→ Exercise aim
What you give back must match the data exactly, minus the pictures.

→ Given data
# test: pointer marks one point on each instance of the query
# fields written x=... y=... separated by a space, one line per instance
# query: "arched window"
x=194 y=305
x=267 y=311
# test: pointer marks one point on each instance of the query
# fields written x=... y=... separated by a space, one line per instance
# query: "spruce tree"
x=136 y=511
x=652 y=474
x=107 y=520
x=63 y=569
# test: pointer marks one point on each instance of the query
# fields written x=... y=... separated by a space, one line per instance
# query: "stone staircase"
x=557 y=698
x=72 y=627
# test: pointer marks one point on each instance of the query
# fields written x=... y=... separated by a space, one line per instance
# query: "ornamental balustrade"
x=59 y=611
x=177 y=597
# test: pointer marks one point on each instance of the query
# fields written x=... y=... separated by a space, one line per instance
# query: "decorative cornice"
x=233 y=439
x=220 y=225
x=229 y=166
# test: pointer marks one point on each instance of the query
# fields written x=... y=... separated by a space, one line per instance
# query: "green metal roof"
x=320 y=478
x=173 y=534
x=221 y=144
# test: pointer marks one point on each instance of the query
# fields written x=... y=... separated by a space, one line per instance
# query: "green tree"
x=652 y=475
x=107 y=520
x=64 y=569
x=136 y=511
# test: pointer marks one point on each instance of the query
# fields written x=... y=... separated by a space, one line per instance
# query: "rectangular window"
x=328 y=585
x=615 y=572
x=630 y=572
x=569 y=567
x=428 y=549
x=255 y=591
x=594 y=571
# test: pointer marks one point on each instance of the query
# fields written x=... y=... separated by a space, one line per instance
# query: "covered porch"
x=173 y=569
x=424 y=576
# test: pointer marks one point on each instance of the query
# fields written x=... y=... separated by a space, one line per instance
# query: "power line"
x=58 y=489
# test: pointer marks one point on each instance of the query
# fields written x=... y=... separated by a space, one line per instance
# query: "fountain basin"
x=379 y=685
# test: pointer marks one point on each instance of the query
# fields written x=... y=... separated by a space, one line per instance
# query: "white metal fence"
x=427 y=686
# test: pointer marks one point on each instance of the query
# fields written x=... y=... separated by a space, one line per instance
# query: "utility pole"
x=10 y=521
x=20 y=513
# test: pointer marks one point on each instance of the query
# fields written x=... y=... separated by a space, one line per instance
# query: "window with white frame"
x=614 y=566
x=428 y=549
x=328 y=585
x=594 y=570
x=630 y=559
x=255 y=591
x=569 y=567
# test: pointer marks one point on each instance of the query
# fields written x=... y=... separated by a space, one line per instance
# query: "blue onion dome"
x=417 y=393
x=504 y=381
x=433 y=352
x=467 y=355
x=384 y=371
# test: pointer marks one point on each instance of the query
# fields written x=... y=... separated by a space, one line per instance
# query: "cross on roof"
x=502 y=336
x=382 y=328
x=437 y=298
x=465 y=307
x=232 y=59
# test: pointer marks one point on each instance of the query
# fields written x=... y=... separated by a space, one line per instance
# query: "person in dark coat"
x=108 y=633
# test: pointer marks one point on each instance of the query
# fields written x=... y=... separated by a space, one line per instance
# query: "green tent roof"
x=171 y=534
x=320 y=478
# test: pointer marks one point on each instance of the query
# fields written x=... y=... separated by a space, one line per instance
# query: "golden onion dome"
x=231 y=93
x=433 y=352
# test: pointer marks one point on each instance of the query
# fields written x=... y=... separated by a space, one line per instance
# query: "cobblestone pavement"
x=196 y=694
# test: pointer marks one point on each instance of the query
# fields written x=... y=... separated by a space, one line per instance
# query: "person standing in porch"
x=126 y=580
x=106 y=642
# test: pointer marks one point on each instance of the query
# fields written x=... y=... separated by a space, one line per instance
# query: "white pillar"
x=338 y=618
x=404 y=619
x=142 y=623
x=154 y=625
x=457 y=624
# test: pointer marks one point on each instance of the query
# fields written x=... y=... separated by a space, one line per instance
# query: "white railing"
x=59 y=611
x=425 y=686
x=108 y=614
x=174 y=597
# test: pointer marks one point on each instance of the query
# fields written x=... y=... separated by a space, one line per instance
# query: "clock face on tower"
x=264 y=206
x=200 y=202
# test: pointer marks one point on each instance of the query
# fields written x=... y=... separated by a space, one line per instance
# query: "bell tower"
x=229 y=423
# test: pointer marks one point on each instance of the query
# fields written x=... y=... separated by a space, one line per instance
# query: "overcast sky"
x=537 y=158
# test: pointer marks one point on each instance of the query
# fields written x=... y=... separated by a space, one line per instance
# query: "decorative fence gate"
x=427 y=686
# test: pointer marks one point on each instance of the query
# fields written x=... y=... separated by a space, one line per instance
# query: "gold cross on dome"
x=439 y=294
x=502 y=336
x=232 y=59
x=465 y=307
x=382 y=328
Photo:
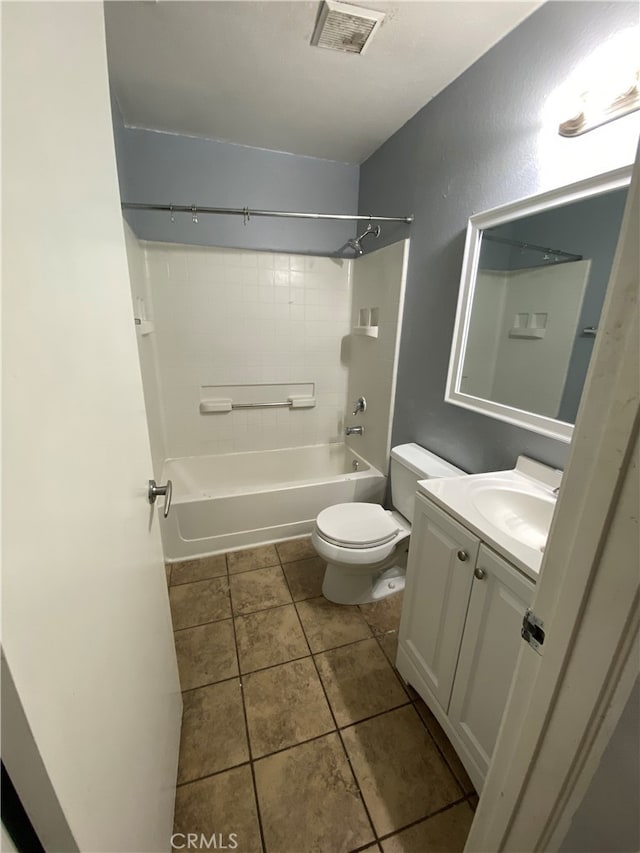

→ Completed exercise
# test: pointer marks one point on each instance of the query
# fields written x=... y=... separated by a space, one line per instance
# query: "arched window"
x=194 y=305
x=267 y=311
# test: pointer marks one point on each instance of the query
# fields written x=... y=... separated by a space, one line per instance
# query: "spruce tree"
x=136 y=511
x=652 y=474
x=107 y=520
x=63 y=569
# test: pointer marks one point on each instance of the query
# fields written x=... y=... separated by a space, one line per instance
# query: "stone staircase"
x=557 y=698
x=72 y=627
# test: pointer marks one point on each instance of the query
# fields written x=... y=... separated by a space, one line per instance
# query: "ornamental balustrade"
x=59 y=611
x=177 y=597
# test: pointer marks one point on each instance of the query
# fields written x=... y=... separated by a space, one line per instance
# query: "decorative cornice"
x=233 y=439
x=220 y=225
x=229 y=166
# test: pointer marks one point on each instance of the query
# fields written x=... y=... separated by a space, one line per instance
# query: "green metal roof"
x=320 y=478
x=173 y=534
x=221 y=144
# test: pointer marks one point on each instance of the query
# fields written x=... y=... separated by a space, one line per instance
# query: "green tree"
x=652 y=475
x=107 y=520
x=64 y=569
x=136 y=511
# test: pointer marks one point on each instance of the query
# fields written x=... y=... separated by a space, one line per instance
# query: "rectangular window"
x=328 y=585
x=615 y=572
x=630 y=572
x=569 y=567
x=428 y=549
x=255 y=591
x=594 y=571
# test: pointer marks one point on each instance of the query
# fields written x=... y=... separated by a space, one line per instance
# query: "covered porch"
x=173 y=569
x=424 y=576
# test: pointer marks one point on each instance of the query
# fields written x=... y=... separated by a space, one line per instance
# query: "power line"
x=58 y=489
# test: pointer marks one point on each instance of the query
# fields written x=... y=... separated by a space, one line per instance
# query: "fountain basin"
x=379 y=685
# test: pointer marks one point on each instance of the query
# fields written x=... y=... separated by a space, one line per instance
# query: "white metal fence"
x=427 y=686
# test: pointer marks one point on each instance of the query
# fields written x=... y=... separated by a space, one line per instance
# query: "utility pole"
x=10 y=521
x=20 y=513
# test: pointer marks one point on each instance of the query
# fields written x=... y=... separated by a space, one line per instance
# query: "window with white frame"
x=614 y=566
x=428 y=549
x=328 y=585
x=594 y=570
x=630 y=559
x=255 y=591
x=569 y=567
# test: pointer marks one point on each instance of the query
# fields written x=... y=... separated by a space, one line per instance
# query: "blue onion dome"
x=417 y=393
x=504 y=381
x=433 y=352
x=467 y=355
x=384 y=371
# test: pointer marks one point on each instance of the query
# fields written x=... y=... separated by a space, one line per instance
# query: "cross on roof"
x=502 y=336
x=382 y=328
x=437 y=298
x=465 y=307
x=232 y=59
# test: pointer marks one point on each instance of the query
# fields written x=... y=... separated by a space, one line per instance
# query: "person in dark coat"
x=108 y=633
# test: pointer marks one point on each instance of the query
# fields written x=... y=... separated by a space, one line per instance
# query: "green tent roof"
x=171 y=534
x=320 y=478
# test: pointer marks one point on each instance of the query
# fields written x=... y=... separated by a space, one line per instance
# query: "golden onion dome"
x=231 y=93
x=433 y=352
# test: pointer marks one point on each instance of the query
# fields written x=... y=... separated by a space, one line per instance
# query: "cobblestone pavement"
x=196 y=694
# test: pointer marks one point on each instance of the query
# fields written x=... y=... separated by a space, one line per instance
# query: "person standing in porch"
x=126 y=580
x=106 y=642
# test: pointer marks one point on each instance of the query
# fields written x=... y=... separated by a space, one line per instance
# query: "white pillar"
x=338 y=618
x=404 y=619
x=142 y=623
x=154 y=625
x=457 y=624
# test: pointer marks one point on each instance of the query
# fields written x=... y=... separated by a space, one line per instance
# query: "white railing"
x=59 y=611
x=425 y=686
x=108 y=614
x=174 y=597
# test: pointer marks one point on each instance of the query
# fields written x=... y=... separated by a space, one line per instance
# query: "clock face on tower"
x=264 y=206
x=200 y=202
# test: pointer marks one point on each instance of the query
# fields written x=... y=... separated by a space, one line per instance
# query: "bell tower"
x=229 y=423
# test: pointer marks one point on each instance of the query
# fields written x=... y=... separated by a space, one line per instance
# query: "overcast sky"
x=537 y=158
# test: pointer marks one point on each instance of the query
# fields written x=... y=... separated by a space, one line per instance
# query: "decorative fence gate"
x=427 y=686
# test: pointer marks one point on each instance of the query
# fields written x=... y=... separated by a space, one line per instance
# query: "gold cross on dome"
x=439 y=294
x=502 y=336
x=232 y=59
x=465 y=307
x=382 y=328
Photo:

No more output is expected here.